■ **Task directions**: Please give the lines below again, swapping "point out" for "locate" wherever it appears and leaving everything else unchanged.

■ **Data rows**:

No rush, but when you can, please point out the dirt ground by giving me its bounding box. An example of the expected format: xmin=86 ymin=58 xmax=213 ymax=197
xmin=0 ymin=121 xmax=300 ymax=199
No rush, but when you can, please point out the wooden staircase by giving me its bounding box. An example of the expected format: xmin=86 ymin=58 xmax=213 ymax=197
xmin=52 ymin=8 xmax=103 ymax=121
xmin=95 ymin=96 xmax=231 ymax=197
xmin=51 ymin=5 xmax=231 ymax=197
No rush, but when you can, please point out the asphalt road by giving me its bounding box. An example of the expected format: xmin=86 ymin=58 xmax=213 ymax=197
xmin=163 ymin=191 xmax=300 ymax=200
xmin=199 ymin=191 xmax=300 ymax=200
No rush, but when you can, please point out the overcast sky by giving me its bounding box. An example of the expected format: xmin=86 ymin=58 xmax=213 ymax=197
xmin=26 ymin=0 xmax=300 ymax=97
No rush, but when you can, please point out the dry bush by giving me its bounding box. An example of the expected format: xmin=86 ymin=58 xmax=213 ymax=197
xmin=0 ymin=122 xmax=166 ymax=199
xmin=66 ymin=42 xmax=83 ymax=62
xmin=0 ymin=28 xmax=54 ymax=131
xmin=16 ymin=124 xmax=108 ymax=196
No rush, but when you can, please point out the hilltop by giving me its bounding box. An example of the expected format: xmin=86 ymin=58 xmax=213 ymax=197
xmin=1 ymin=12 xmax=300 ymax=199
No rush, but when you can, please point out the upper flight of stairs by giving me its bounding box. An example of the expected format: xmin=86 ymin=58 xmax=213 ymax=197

■ **Reply to the exercise**:
No rush, but when you can, please locate the dirt ground by giving me its bounding box. An example of the expected format: xmin=86 ymin=58 xmax=213 ymax=197
xmin=0 ymin=121 xmax=300 ymax=199
No rush, but when you can, please locate the wooden staircase by giving me its bounding box. An example of the expected format: xmin=86 ymin=58 xmax=213 ymax=197
xmin=52 ymin=8 xmax=103 ymax=121
xmin=95 ymin=96 xmax=231 ymax=197
xmin=51 ymin=5 xmax=231 ymax=197
No rush, but when you can, please locate the asphalt road by giving me its bounding box. An example of the expected format: xmin=86 ymin=58 xmax=213 ymax=197
xmin=163 ymin=191 xmax=300 ymax=200
xmin=199 ymin=191 xmax=300 ymax=200
No rush, but when you can, please locate the overcast sky by giving me its bounding box. An example of the expected format: xmin=86 ymin=58 xmax=213 ymax=197
xmin=26 ymin=0 xmax=300 ymax=97
No rush, but when you can, please locate the dry bush by giving me its bounding box. An example of the expected format: xmin=86 ymin=58 xmax=213 ymax=197
xmin=0 ymin=122 xmax=166 ymax=199
xmin=66 ymin=42 xmax=83 ymax=62
xmin=0 ymin=28 xmax=54 ymax=131
xmin=16 ymin=124 xmax=108 ymax=196
No rush, but when you can, please locate the hilltop by giving me its bounding box. An example of the expected format: xmin=86 ymin=58 xmax=213 ymax=197
xmin=1 ymin=12 xmax=300 ymax=199
No rush, but when you can, please locate the upper flight of stairs by giving me its bounding box. An example of the expected format: xmin=86 ymin=58 xmax=213 ymax=197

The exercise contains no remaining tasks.